On Fri, May 28, 2021 at 5:19 AM Brendan Barnwell brenbarn@brenbarn.net wrote:
On 2021-05-27 05:18, Steven D'Aprano wrote:
On Thu, May 27, 2021 at 07:56:16AM -0000, Shreyan Avigyan wrote:
Lot of programming languages have something known as static variable storage in *functions* not *classes*. Static variable storage means a variable limited to a function yet the data it points to persists until the end of the program.
+1 on this idea.
One common use for function defaults is to optimize function lookups to local variables instead of global or builtins:
def func(arg, len=len): # now len is a fast local lookup instead of a slow name lookup
Benchmarking shows that this actually does make a significant difference to performance, but it's a technique under-used because of the horribleness of a len=len parameter.
(Raymond Hettinger is, I think, a proponent of this optimization trick. At least I learned it from his code.)
I don't see this as a great motivation for this feature. If the goal
is to make things faster I think that would be better served by making the interpreter smarter or adding other global-level optimizations. As it is, you're just trading one "manual" optimization (len=len) for another (static len).
Yes, the new one is perhaps slightly less ugly, but it still puts the
onus on the user to manually "declare" variables as local, not because they are semantically local in any way, but just because we want a faster lookup. I see that as still a hack. A non-hack would be some kind of JIT or optimizing interpreter that actually reasons about how the variables are used so that the programmer doesn't have to waste time worrying about hand-tuning optimizations like this.

[A few records]
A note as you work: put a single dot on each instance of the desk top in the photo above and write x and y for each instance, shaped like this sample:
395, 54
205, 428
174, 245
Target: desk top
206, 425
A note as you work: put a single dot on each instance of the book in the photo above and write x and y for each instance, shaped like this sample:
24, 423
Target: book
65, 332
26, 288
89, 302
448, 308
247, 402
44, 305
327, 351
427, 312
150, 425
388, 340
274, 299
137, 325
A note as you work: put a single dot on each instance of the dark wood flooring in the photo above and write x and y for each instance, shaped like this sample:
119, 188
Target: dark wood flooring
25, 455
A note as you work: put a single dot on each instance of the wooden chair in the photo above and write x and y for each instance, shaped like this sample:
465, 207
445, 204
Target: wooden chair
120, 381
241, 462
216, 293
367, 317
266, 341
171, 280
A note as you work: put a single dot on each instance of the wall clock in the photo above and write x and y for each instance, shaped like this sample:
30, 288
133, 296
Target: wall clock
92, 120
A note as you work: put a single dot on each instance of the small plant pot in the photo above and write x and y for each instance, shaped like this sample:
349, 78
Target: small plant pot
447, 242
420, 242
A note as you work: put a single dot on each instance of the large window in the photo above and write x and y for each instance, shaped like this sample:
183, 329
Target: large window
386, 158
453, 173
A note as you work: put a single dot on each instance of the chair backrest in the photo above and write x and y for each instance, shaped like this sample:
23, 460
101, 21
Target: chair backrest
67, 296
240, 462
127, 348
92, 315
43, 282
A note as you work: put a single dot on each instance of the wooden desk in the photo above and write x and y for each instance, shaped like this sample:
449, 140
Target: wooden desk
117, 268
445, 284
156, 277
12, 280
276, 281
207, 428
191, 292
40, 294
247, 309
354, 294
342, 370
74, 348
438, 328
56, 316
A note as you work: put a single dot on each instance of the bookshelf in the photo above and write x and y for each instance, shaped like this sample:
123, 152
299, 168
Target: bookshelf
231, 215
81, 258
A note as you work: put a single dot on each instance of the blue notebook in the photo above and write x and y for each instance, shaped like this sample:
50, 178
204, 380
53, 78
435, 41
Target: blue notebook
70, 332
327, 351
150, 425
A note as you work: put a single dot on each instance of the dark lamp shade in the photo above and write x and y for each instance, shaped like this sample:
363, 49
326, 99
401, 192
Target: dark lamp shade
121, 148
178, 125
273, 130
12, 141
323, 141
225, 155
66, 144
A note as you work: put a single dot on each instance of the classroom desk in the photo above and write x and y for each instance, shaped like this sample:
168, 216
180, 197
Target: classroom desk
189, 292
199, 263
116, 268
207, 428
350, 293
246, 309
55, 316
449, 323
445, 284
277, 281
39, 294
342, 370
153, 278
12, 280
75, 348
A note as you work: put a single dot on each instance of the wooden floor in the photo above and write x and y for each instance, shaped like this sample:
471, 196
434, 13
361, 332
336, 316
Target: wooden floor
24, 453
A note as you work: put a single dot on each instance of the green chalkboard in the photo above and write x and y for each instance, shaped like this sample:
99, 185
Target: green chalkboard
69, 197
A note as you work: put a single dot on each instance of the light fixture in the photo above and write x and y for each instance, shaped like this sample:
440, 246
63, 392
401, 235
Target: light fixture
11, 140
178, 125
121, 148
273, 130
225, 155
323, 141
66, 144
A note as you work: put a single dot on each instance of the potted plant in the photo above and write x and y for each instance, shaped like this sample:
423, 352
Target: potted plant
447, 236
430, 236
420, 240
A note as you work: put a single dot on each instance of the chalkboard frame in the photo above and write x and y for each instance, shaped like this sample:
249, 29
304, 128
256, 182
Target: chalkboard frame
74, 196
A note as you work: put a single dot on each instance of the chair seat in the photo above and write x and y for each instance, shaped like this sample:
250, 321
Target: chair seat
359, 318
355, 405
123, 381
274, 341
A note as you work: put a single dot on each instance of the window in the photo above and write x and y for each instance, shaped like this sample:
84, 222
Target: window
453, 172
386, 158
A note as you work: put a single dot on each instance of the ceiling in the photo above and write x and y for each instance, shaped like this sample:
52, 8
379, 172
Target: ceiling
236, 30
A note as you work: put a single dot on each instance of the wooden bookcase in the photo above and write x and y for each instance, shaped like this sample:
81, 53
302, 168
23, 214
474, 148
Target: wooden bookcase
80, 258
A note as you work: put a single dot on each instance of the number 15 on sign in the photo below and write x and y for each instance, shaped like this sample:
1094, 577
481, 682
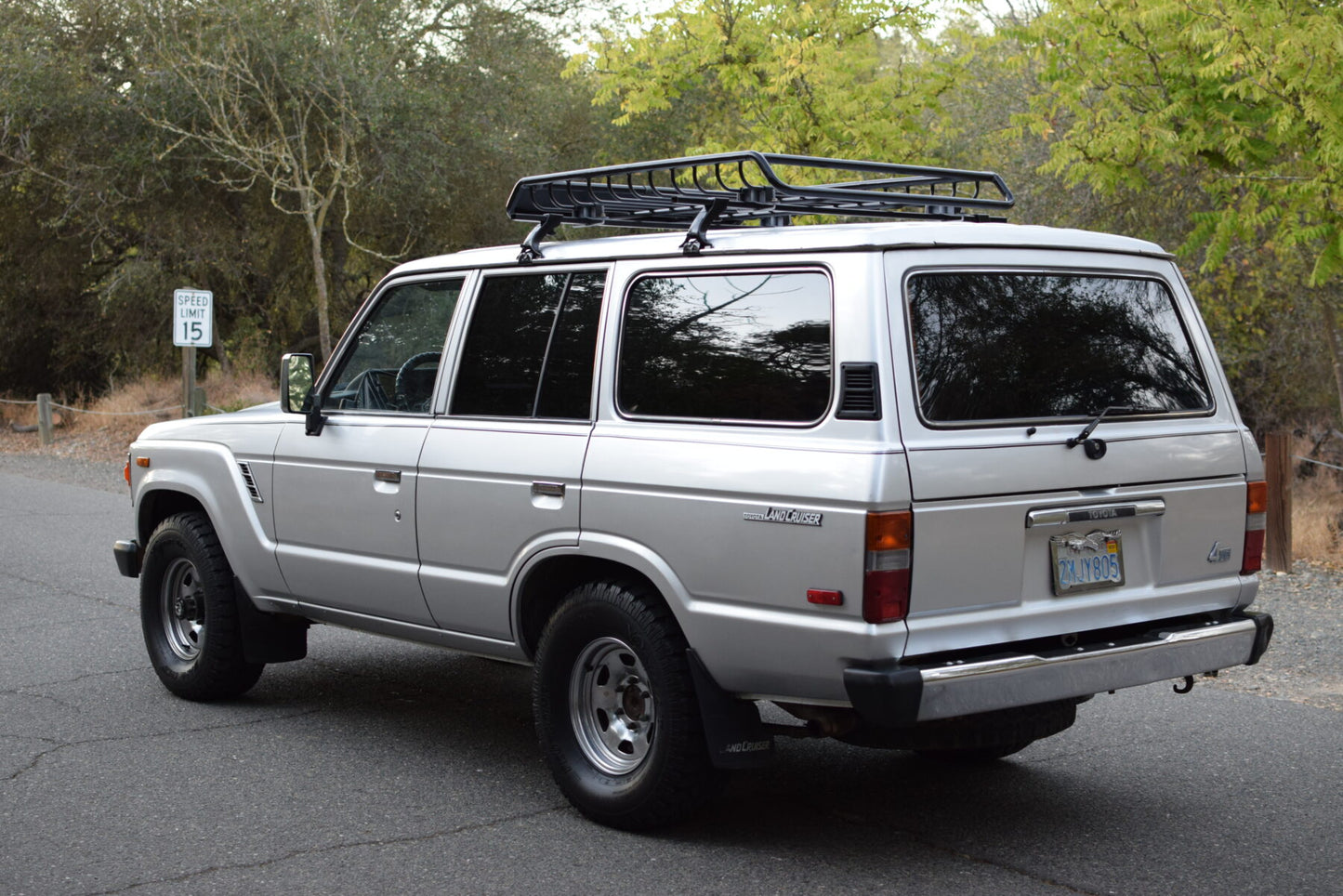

EXERCISE AIM –
Copy out the entire message on static function variables above, word for word.

RESPONSE BELOW –
On Fri, May 28, 2021 at 5:19 AM Brendan Barnwell brenbarn@brenbarn.net wrote:
On 2021-05-27 05:18, Steven D'Aprano wrote:
On Thu, May 27, 2021 at 07:56:16AM -0000, Shreyan Avigyan wrote:
Lot of programming languages have something known as static variable storage in *functions* not *classes*. Static variable storage means a variable limited to a function yet the data it points to persists until the end of the program.
+1 on this idea.
One common use for function defaults is to optimize function lookups to local variables instead of global or builtins:
def func(arg, len=len): # now len is a fast local lookup instead of a slow name lookup
Benchmarking shows that this actually does make a significant difference to performance, but it's a technique under-used because of the horribleness of a len=len parameter.
(Raymond Hettinger is, I think, a proponent of this optimization trick. At least I learned it from his code.)
I don't see this as a great motivation for this feature. If the goal
is to make things faster I think that would be better served by making the interpreter smarter or adding other global-level optimizations. As it is, you're just trading one "manual" optimization (len=len) for another (static len).
Yes, the new one is perhaps slightly less ugly, but it still puts the
onus on the user to manually "declare" variables as local, not because they are semantically local in any way, but just because we want a faster lookup. I see that as still a hack. A non-hack would be some kind of JIT or optimizing interpreter that actually reasons about how the variables are used so that the programmer doesn't have to waste time worrying about hand-tuning optimizations like this.